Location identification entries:
# # #

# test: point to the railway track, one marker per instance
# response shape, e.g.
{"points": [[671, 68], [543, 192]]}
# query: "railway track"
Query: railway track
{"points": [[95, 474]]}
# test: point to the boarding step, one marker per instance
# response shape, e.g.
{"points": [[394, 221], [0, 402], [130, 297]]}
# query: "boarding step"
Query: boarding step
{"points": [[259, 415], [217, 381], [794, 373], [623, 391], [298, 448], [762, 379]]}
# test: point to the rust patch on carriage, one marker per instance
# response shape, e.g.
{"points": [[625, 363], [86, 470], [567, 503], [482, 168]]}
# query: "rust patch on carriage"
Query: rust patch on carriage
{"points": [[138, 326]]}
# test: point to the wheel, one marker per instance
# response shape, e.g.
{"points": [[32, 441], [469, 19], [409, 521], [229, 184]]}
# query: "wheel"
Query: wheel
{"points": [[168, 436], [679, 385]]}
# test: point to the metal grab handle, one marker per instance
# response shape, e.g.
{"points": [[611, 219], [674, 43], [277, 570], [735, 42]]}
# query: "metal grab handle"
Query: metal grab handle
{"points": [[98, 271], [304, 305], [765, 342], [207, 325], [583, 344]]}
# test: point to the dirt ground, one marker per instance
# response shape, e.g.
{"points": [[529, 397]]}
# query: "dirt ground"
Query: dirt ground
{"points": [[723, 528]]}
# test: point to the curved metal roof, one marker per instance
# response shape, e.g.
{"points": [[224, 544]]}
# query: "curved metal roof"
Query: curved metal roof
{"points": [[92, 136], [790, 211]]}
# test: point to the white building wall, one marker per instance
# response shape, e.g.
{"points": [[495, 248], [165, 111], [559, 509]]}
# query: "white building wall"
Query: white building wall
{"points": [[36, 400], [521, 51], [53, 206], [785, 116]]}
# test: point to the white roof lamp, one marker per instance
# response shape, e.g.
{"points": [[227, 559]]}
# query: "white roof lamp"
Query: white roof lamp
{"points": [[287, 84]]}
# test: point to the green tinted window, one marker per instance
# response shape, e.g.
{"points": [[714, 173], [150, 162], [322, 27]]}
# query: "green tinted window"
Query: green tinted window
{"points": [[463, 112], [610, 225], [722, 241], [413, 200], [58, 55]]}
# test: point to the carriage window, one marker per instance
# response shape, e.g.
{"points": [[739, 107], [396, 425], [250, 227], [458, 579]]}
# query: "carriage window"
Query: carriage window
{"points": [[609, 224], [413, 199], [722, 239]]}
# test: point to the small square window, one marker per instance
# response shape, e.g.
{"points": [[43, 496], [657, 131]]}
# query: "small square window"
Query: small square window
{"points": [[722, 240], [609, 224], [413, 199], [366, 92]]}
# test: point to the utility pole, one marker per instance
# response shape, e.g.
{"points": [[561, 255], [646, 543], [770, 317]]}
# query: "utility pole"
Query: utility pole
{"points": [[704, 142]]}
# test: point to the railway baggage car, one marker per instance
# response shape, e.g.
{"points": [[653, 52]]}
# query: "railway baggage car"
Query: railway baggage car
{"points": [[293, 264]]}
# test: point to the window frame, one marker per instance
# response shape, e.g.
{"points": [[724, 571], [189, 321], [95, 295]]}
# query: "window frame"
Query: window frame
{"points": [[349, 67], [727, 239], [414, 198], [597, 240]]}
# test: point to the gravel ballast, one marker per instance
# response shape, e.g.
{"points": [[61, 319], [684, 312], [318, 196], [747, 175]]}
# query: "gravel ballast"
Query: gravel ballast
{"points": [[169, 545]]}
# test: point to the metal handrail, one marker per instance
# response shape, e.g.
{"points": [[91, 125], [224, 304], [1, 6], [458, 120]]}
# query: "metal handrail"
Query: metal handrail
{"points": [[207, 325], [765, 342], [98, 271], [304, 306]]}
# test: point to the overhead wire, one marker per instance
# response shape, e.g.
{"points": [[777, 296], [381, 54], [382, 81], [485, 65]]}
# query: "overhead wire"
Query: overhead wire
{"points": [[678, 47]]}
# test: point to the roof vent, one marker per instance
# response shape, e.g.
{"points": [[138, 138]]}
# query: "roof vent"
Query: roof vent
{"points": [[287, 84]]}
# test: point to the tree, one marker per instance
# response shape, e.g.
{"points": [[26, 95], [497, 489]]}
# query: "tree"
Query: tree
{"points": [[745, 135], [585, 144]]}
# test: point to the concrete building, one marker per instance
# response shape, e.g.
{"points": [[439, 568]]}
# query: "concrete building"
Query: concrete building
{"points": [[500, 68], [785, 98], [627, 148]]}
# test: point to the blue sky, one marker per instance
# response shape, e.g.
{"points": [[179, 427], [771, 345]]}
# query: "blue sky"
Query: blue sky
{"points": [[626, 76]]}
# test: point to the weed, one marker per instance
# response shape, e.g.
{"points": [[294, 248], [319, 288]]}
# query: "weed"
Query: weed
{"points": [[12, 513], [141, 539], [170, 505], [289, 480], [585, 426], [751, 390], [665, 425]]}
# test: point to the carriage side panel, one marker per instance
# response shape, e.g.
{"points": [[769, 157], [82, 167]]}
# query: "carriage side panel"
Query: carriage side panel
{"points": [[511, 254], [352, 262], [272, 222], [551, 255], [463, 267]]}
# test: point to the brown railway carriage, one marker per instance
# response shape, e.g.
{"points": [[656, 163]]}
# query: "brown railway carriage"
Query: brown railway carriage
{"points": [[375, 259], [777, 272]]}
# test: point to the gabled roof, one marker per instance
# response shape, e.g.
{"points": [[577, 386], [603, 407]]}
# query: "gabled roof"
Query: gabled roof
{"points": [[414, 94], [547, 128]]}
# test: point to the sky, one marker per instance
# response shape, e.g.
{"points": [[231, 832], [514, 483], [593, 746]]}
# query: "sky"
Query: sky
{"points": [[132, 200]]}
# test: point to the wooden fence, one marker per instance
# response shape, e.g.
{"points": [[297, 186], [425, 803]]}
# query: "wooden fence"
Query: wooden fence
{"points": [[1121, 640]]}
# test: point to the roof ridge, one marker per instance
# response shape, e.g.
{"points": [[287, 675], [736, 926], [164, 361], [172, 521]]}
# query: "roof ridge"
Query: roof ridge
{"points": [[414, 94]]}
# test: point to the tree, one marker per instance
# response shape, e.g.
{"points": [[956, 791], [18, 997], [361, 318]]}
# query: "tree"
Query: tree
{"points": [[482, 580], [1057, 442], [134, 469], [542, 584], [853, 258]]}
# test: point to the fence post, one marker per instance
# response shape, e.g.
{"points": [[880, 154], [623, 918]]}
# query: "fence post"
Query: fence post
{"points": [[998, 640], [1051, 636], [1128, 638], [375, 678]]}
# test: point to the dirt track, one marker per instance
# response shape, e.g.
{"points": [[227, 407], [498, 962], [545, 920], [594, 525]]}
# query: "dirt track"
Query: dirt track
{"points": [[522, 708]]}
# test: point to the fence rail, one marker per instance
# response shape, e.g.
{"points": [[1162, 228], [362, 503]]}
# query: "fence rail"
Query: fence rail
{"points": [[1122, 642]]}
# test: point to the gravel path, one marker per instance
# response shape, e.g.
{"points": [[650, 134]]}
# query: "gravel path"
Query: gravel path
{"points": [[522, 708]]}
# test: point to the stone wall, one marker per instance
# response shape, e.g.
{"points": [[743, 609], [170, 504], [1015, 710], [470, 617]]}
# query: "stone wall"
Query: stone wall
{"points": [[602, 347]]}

# # #

SET PROBLEM:
Restate all of the entries exactly, please.

REPLY TO THE TASK:
# test: point to the railway track, one marker per instance
# response shape, e.g.
{"points": [[671, 68], [543, 192]]}
# query: "railway track"
Query: railway track
{"points": [[95, 474]]}
# test: point to the boarding step, one marker per instance
# response shape, e.g.
{"points": [[394, 221], [0, 402], [130, 297]]}
# query: "boarding step"
Query: boarding step
{"points": [[259, 415], [217, 381], [794, 373], [623, 391], [298, 448], [762, 379]]}
# test: point to the rust patch on carriage, one marker per instance
# response shape, e.g.
{"points": [[625, 363], [86, 470], [567, 503], [482, 168]]}
# query: "rust patch on carriage"
Query: rust patch on carriage
{"points": [[138, 326]]}
# test: point to the wheel, one marker per instance
# response shape, e.g.
{"points": [[32, 441], [469, 19], [409, 521], [229, 184]]}
# query: "wheel"
Query: wheel
{"points": [[168, 436], [679, 385]]}
# test: point to the metal grab handle, one marker per instance
# response shape, e.g.
{"points": [[611, 219], [674, 43], [277, 570], [735, 42]]}
# query: "metal grab handle"
Query: metal grab handle
{"points": [[98, 271], [304, 305], [765, 342], [207, 325], [583, 344]]}
# test: point to the dirt ground, one marker per instance
# response shape, e.g.
{"points": [[529, 397]]}
# query: "dirt ground"
Query: dirt ground
{"points": [[723, 528]]}
# test: point to the curved metal roof, one marker per instance
# response shape, e.g.
{"points": [[224, 544]]}
# query: "curved metal roof"
Query: curved metal roof
{"points": [[92, 136], [790, 211]]}
# test: point to the white building wall, one marker per instance
# response shape, e.g.
{"points": [[495, 248], [165, 111], [559, 509]]}
# query: "white building wall"
Query: white building wall
{"points": [[36, 400], [521, 51], [53, 206], [785, 116]]}
# test: point to the white roof lamp, one marker per instance
# response shape, e.g.
{"points": [[227, 559]]}
# query: "white roof lamp"
Query: white roof lamp
{"points": [[287, 84]]}
# test: point to the green tinted window, one marker per instance
# response shape, e.g.
{"points": [[714, 173], [150, 162], [322, 27]]}
# query: "green tinted window"
Query: green tinted window
{"points": [[463, 112], [610, 225], [722, 241], [413, 200], [58, 55]]}
# test: point to the carriage window, one marker per instance
# response shape, e.g.
{"points": [[739, 107], [396, 425], [250, 227], [458, 579]]}
# query: "carriage window"
Query: carriage window
{"points": [[609, 224], [413, 199], [722, 239]]}
# test: point to the small square window, one marker per instance
# response shape, e.g.
{"points": [[43, 496], [657, 131]]}
# query: "small square window"
Query: small square window
{"points": [[722, 240], [609, 224], [413, 199], [366, 92]]}
# test: point to the utility pole, one marker per instance
# response shape, e.g.
{"points": [[561, 255], [646, 543], [770, 317]]}
# query: "utility pole"
Query: utility pole
{"points": [[704, 142]]}
# test: point to the railway baggage car, one marker per instance
# response shape, e.g.
{"points": [[653, 52]]}
# query: "railway baggage car"
Query: railway baggage car
{"points": [[293, 264]]}
# test: point to the window frame, one marker per instance
# response shape, e.g.
{"points": [[724, 571], [189, 321], [95, 295]]}
# query: "window frame"
Query: window frame
{"points": [[349, 67], [727, 239], [414, 198], [597, 240]]}
# test: point to the gravel ballast, one marker per instance
# response shape, e.g.
{"points": [[61, 319], [684, 312], [318, 196], [747, 175]]}
# query: "gravel ballast"
Query: gravel ballast
{"points": [[169, 545]]}
# test: point to the metal handrail, one marker per instance
# response shape, e.g.
{"points": [[91, 125], [224, 304], [1, 6], [458, 120]]}
# query: "metal handrail"
Query: metal handrail
{"points": [[207, 325], [765, 342], [98, 271], [304, 306]]}
# test: point to the overhead wire, one marker per instance
# response shape, e.g.
{"points": [[777, 296], [381, 54], [382, 81], [485, 65]]}
# query: "overhead wire"
Query: overhead wire
{"points": [[678, 47]]}
# test: point to the roof vent, one marker per instance
# response shape, e.g.
{"points": [[138, 138]]}
# query: "roof vent"
Query: roof vent
{"points": [[287, 84]]}
# test: point to the tree, one marker per instance
# response shape, e.g.
{"points": [[26, 95], [497, 489]]}
# query: "tree"
Query: tree
{"points": [[745, 135], [585, 144]]}
# test: point to the concrete building, one marker per instance
# response shape, e.g.
{"points": [[439, 568]]}
# query: "concrete building"
Query: concrete building
{"points": [[500, 68], [785, 98], [627, 148]]}
# test: point to the blue sky, one marker per instance
# response shape, e.g.
{"points": [[179, 427], [771, 345]]}
# query: "blue sky"
Query: blue sky
{"points": [[626, 76]]}
# test: point to the weed, one marker per instance
# response shape, e.g.
{"points": [[294, 248], [319, 288]]}
# query: "weed"
Query: weed
{"points": [[12, 513], [141, 539], [170, 505], [289, 480], [585, 426], [751, 390], [665, 425]]}
# test: point to the carriage side panel, one marker per instance
# response shape, e.g.
{"points": [[769, 157], [82, 167]]}
# query: "carriage side panel"
Query: carriage side panel
{"points": [[511, 254], [352, 262], [272, 222], [551, 255], [463, 267]]}
# test: point to the brown railway carriage, one marker per instance
# response shape, e.g.
{"points": [[656, 163]]}
# query: "brown railway carriage"
Query: brown railway carriage
{"points": [[375, 259], [777, 272]]}
# test: point to the gabled roof, one marker per instance
# response shape, e.g.
{"points": [[577, 386], [603, 407]]}
# query: "gabled roof"
Query: gabled roof
{"points": [[414, 94], [547, 128]]}
# test: point to the sky, one marker per instance
# response shape, e.g.
{"points": [[231, 832], [514, 483], [593, 746]]}
# query: "sky"
Query: sky
{"points": [[132, 200]]}
# test: point to the wooden fence, one marker per instance
# response shape, e.g.
{"points": [[297, 186], [425, 803]]}
# query: "wooden fence"
Query: wooden fence
{"points": [[1121, 640]]}
# test: point to the roof ridge, one marker per instance
# response shape, e.g.
{"points": [[287, 675], [736, 926], [164, 361], [172, 521]]}
# query: "roof ridge"
Query: roof ridge
{"points": [[414, 94]]}
# test: point to the tree, one marker per instance
# response shape, e.g.
{"points": [[956, 791], [18, 997], [361, 318]]}
# query: "tree"
Query: tree
{"points": [[482, 580], [1057, 442], [134, 469], [542, 584], [853, 258]]}
# test: point to the fence post, one marker per instance
# response shape, e.g.
{"points": [[880, 154], [623, 918]]}
# query: "fence post"
Query: fence post
{"points": [[998, 640], [1051, 636], [1128, 638], [375, 678]]}
# test: point to the dirt track, one marker per instance
# response shape, e.g.
{"points": [[227, 407], [498, 962], [545, 920], [594, 525]]}
# query: "dirt track"
Query: dirt track
{"points": [[522, 708]]}
# test: point to the fence rail, one marker per instance
# response shape, e.g.
{"points": [[1162, 228], [362, 503]]}
# query: "fence rail"
Query: fence rail
{"points": [[1122, 642]]}
# test: point to the gravel path, one marker per instance
# response shape, e.g.
{"points": [[650, 134]]}
# query: "gravel path"
Query: gravel path
{"points": [[522, 708]]}
# test: point to the stone wall, one marker per instance
# response shape, e.g.
{"points": [[743, 609], [170, 504], [1015, 710], [470, 617]]}
# query: "stone wall"
Query: stone wall
{"points": [[602, 347]]}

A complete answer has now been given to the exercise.